EXTRAIT À LIRE ->

###

L’enfer de la morale, en l’occurrence, est pavé de bonnes intentions. Quitte à oublier le célèbre avertissement de Gide qui savait le caractère scandaleux, par essence, de la littérature, « on ne fait pas de bonne littérature avec des bons sentiments », et à finir par transformer nos bibliothèques en désert.
Céline, la Race, le Juif, Annick Duraffour et Pierre-André Taguieff, éditions Fayard, 2017.
Céline : l’antidote Muray
Le Céline de Muray est à peine évoqué dans le Taguieff et Duraffour. Publié en 1981, Philippe Muray s’y montrait pourtant un grand admirateur de Céline. Mais il se révélait aussi le premier à ne pas éluder le problème des pamphlets, et donc de l’antisémitisme de Céline. Il ne les excuse pas ni ne les condamne car les choses pour lui ne peuvent se juger en ces termes. Une œuvre littéraire est un tout, et la lire c’est penser sa cohérence mais aussi ses contradictions, et même comprendre que les contradictions sont une cohérence.
Parlant du thème de l’extermination des juifs dans les pamphlets, Muray démontre de manière serrée que ce projet n’apparaît jamais dans les romans. Il note aussi que l’antisémitisme de Céline déplaît profondément à ses amis nazis, voire les effraie. Pour Taguieff et Duraffour, c’est une preuve à charge de l’extrémisme de Céline là où Muray, convaincant, montre que Céline, en fait, gêne parce qu’il écrit tout haut ce que les antisémites BCBG comme Morand ou Jouhandeau susurrent avec élégance dans les salons de l’Occupation. Le Céline antisémite est hyperbolique et paradoxalement devient un révélateur de l’horreur qui vient, qui est là. L’écrivain, surtout quand il est génial, dit toujours, même malgré lui, la vérité de ce qu’il voudrait cacher. Céline fait ainsi, consciemment ou non, exploser l’euphémisation du discours nazi ou pro-nazi, comme une catharsis.
Muray ne tombe pas pour autant dans le piège des « deux Céline » qui est la défausse de tant de céliniens comme le remarquent Taguieff et Duraffour. Muray pense aussi qu’il n’y a qu’un Céline mais il en tire des conclusions radicalement différentes : « S’il n’y a pas eu deux Céline, c’est que celui des pamphlets se trouvait à l’intérieur de l’autre, comme une maladie du corps à l’intérieur de l’âme […] Lentement, livre après livre, Céline s’est guéri de sa propre maladie. C’est une tragédie intégralement littéraire. […] Et finalement, il a réussi. »
Pour le reste, dans une préface à la réédition de son Céline en 2000, il semble répondre par anticipation à Taguieff et Duraffour : « Dans de telles conditions, la volonté d’expulser Céline une bonne fois pour toutes de l’histoire de la littérature, après l’avoir bien sûr jugé et rejugé et voué aux pires supplices, est inattaquable ; et, de toute façon, qui oserait protester face à tant de justiciers qui ne peuvent plus se tromper puisqu’en sortant de l’Erreur, ils ont accédé à l’Innocence ? »[/access]
Céline, Philippe Muray, éditions Gallimard, collection « Tel ».

###

ENREGISTREMENTS EXTRAITS ->
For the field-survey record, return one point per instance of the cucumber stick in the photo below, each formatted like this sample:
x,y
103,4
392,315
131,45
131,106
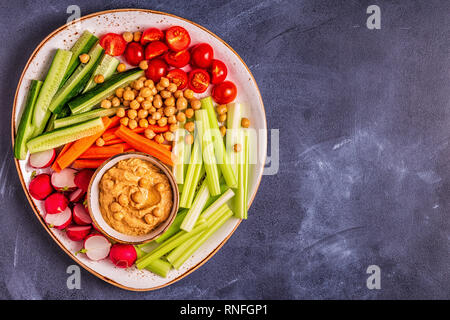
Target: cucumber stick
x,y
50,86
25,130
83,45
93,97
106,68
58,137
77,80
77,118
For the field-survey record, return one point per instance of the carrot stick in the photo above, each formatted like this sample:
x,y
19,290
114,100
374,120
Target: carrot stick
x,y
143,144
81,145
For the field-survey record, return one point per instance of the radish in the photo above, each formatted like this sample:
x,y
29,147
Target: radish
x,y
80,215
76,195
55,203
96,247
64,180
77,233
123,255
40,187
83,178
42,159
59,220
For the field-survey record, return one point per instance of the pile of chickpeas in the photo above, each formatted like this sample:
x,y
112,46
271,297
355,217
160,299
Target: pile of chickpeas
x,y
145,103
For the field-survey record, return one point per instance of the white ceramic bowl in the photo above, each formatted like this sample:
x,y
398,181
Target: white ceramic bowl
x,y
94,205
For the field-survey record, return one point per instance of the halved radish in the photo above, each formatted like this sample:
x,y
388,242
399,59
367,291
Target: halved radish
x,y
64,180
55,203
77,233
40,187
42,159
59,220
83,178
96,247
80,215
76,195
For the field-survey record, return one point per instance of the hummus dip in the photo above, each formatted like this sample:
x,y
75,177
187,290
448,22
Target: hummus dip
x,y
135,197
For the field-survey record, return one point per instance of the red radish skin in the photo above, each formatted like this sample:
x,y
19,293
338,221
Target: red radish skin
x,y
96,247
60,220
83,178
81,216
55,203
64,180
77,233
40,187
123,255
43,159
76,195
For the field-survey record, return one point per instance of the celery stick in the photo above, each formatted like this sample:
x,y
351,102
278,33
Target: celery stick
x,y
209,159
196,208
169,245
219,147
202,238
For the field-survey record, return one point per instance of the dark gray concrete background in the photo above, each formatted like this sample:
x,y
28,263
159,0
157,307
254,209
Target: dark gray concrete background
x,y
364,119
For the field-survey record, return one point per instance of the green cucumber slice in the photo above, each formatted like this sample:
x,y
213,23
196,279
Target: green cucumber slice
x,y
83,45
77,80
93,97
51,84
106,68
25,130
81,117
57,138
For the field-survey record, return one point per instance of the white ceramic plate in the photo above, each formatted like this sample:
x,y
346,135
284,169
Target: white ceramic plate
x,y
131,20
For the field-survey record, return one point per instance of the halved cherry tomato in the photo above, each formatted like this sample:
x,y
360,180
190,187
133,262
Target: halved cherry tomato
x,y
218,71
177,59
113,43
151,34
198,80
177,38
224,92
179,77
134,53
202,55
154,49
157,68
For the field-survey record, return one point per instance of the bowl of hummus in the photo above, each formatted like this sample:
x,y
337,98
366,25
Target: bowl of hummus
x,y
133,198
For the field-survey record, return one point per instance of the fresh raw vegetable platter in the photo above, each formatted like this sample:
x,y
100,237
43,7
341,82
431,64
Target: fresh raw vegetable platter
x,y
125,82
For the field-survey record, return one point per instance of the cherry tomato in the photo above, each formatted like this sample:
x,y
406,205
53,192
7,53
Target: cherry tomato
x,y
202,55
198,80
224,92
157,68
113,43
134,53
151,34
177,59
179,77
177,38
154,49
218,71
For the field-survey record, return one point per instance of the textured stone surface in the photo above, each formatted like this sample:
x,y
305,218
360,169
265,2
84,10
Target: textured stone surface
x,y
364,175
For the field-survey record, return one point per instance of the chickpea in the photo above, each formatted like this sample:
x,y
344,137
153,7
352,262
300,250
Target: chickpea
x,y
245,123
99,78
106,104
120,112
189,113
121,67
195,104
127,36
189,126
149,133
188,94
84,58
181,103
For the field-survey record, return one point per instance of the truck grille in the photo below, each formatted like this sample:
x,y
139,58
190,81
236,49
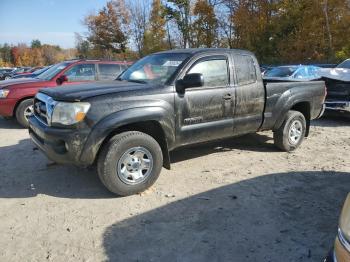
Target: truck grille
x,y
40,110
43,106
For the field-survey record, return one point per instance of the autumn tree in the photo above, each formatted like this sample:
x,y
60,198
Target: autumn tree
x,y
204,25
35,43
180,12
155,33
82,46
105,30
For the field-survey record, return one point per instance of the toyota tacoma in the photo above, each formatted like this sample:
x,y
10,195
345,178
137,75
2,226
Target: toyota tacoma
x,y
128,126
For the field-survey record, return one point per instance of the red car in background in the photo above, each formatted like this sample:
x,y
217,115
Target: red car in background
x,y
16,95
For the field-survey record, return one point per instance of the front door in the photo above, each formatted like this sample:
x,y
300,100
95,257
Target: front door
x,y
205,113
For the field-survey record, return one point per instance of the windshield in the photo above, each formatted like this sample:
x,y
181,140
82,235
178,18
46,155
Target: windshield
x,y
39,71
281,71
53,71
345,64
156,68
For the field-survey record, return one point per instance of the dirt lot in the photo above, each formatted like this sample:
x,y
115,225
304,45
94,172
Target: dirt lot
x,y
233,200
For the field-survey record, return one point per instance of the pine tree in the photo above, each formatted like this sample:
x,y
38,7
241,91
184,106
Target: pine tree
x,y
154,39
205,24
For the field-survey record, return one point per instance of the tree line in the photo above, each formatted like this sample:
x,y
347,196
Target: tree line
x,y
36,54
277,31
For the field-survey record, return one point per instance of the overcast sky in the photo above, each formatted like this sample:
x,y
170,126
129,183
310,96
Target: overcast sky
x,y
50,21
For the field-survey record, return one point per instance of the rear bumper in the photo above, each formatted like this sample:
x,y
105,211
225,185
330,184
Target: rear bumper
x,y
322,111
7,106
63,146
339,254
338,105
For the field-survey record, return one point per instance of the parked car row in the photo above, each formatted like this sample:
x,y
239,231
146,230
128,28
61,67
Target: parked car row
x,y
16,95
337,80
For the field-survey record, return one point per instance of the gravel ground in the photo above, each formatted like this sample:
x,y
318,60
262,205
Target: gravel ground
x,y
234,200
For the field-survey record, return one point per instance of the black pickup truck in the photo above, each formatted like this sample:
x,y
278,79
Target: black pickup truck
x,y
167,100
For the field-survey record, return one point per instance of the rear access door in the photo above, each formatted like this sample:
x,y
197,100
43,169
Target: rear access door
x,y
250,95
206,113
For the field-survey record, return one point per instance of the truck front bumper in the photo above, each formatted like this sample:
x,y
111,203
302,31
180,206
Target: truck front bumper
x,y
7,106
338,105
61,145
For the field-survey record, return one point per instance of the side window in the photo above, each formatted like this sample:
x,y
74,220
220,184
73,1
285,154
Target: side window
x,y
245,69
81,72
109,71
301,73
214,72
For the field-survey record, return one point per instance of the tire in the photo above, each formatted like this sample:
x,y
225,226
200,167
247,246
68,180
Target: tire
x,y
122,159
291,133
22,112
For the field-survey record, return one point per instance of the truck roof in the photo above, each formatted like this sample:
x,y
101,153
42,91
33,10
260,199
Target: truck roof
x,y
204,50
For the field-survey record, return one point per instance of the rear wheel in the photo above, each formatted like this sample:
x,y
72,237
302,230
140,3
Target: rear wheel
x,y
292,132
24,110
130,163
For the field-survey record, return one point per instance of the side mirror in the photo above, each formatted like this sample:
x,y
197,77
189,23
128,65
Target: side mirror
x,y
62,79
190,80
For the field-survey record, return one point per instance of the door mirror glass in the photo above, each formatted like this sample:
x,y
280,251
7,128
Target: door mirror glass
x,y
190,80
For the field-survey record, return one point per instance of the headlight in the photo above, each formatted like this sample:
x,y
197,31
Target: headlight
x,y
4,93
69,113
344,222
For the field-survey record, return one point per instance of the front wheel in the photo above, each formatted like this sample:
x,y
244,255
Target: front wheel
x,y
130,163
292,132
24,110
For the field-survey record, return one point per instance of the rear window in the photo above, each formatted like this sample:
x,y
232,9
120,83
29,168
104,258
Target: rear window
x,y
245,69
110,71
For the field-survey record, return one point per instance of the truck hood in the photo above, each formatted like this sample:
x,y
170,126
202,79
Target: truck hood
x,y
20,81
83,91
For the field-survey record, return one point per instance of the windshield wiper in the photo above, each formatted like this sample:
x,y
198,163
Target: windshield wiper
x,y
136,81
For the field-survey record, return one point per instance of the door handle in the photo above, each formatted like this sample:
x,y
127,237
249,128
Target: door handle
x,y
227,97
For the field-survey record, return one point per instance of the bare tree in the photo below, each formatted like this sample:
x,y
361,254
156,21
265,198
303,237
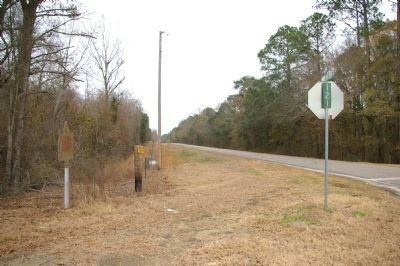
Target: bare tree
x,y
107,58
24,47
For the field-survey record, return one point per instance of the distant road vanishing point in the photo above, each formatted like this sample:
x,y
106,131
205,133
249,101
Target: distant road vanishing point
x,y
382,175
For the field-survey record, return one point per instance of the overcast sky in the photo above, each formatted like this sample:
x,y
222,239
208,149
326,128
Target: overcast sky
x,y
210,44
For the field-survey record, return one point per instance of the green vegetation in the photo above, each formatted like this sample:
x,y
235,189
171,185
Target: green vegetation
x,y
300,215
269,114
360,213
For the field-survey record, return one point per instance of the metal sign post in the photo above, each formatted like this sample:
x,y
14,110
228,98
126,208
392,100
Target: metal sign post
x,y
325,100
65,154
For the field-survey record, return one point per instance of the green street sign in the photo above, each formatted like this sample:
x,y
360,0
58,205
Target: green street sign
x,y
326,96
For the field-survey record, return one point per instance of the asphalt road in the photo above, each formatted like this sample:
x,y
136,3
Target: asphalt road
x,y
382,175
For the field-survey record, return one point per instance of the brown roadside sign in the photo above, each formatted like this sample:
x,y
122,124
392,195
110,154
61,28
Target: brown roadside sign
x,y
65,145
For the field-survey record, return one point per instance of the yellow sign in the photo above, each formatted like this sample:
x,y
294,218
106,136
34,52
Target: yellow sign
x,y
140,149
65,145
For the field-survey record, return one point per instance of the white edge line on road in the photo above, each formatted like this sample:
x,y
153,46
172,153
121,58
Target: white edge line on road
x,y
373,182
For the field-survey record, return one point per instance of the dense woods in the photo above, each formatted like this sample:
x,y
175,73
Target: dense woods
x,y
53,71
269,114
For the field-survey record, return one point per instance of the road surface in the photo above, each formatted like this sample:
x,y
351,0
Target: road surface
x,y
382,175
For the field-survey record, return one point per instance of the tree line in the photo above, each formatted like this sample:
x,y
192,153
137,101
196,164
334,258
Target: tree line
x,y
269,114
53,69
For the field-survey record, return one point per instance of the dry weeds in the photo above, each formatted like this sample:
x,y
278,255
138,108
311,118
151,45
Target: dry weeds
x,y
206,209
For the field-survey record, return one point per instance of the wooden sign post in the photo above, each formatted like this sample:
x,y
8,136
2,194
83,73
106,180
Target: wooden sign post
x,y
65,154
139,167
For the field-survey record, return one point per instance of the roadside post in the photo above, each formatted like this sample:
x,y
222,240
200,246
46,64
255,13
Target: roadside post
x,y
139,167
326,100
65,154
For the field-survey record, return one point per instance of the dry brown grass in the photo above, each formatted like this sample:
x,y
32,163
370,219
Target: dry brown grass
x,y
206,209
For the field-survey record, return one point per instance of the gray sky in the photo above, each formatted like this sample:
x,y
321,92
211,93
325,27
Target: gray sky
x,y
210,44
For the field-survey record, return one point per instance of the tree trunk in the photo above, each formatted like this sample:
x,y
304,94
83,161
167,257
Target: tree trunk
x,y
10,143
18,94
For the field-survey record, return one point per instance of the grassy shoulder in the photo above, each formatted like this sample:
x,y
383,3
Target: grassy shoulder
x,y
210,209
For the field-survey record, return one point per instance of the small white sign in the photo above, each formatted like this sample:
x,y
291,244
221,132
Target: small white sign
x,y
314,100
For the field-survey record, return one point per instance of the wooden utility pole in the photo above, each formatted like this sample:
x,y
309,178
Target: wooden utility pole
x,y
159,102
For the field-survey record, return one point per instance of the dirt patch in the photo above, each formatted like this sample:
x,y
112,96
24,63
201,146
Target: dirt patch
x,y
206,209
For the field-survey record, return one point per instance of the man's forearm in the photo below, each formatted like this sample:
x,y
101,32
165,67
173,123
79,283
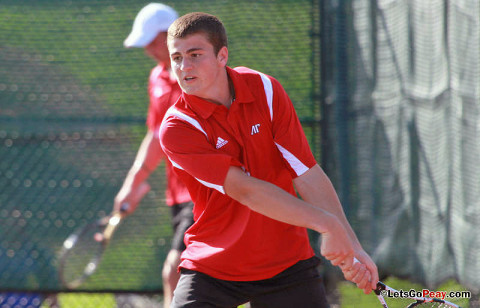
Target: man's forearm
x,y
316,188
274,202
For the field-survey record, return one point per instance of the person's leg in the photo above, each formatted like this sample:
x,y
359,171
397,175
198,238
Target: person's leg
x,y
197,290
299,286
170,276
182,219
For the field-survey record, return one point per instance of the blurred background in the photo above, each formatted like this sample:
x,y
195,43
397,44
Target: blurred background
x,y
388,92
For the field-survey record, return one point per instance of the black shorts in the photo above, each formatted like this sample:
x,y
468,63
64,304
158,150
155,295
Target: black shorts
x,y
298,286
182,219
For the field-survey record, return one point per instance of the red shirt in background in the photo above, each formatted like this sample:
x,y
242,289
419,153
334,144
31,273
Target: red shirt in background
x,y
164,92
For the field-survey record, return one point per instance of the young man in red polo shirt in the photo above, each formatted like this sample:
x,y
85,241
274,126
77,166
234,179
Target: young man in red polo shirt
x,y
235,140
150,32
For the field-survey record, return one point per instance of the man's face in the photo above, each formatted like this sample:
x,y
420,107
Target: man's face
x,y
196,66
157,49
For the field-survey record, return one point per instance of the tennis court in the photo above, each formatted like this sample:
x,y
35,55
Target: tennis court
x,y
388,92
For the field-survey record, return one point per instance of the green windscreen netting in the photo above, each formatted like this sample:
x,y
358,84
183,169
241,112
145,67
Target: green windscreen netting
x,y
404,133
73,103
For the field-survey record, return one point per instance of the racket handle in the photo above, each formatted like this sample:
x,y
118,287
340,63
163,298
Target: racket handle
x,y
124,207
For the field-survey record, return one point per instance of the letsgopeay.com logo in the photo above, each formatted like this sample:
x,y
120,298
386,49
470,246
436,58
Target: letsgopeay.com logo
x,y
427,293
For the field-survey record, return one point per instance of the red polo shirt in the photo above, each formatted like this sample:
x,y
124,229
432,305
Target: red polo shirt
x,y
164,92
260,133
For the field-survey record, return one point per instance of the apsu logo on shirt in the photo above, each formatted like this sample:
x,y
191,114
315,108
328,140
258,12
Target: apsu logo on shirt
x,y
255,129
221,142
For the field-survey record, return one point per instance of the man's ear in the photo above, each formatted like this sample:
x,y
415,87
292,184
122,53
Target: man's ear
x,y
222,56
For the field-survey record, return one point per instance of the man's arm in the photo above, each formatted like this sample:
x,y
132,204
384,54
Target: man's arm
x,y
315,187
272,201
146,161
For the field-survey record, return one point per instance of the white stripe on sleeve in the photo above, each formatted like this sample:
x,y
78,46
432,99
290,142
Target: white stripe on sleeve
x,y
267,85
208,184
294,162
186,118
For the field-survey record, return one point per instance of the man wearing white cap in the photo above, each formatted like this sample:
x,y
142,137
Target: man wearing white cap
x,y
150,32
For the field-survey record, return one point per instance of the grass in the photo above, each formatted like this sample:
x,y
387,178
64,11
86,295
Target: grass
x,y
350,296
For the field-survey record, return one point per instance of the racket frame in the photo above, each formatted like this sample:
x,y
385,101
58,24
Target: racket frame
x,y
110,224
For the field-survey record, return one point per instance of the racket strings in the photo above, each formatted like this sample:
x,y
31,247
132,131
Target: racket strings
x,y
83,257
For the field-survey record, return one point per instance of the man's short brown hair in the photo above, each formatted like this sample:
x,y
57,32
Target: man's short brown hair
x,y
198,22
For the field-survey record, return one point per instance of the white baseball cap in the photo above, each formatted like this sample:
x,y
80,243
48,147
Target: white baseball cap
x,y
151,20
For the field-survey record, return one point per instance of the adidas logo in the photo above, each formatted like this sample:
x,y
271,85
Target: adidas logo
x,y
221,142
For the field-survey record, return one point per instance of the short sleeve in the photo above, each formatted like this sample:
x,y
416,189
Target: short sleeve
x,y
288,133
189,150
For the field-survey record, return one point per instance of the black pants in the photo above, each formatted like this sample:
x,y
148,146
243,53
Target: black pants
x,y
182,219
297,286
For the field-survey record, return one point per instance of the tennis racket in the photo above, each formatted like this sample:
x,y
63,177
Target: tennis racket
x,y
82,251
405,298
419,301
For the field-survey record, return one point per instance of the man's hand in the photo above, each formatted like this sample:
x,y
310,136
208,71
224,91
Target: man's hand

###

TRAVAIL DEMANDÉ -> Reproduisez sans aucune modification le passage de l'extrait qui commence par « Céline, la Race, le » et se poursuit jusqu'à « sont une cohérence. ». Les enregistrements ne proviennent pas de la même source que l'extrait.

RÉSULTAT OBTENU ->
Céline, la Race, le Juif, Annick Duraffour et Pierre-André Taguieff, éditions Fayard, 2017.
Céline : l’antidote Muray
Le Céline de Muray est à peine évoqué dans le Taguieff et Duraffour. Publié en 1981, Philippe Muray s’y montrait pourtant un grand admirateur de Céline. Mais il se révélait aussi le premier à ne pas éluder le problème des pamphlets, et donc de l’antisémitisme de Céline. Il ne les excuse pas ni ne les condamne car les choses pour lui ne peuvent se juger en ces termes. Une œuvre littéraire est un tout, et la lire c’est penser sa cohérence mais aussi ses contradictions, et même comprendre que les contradictions sont une cohérence.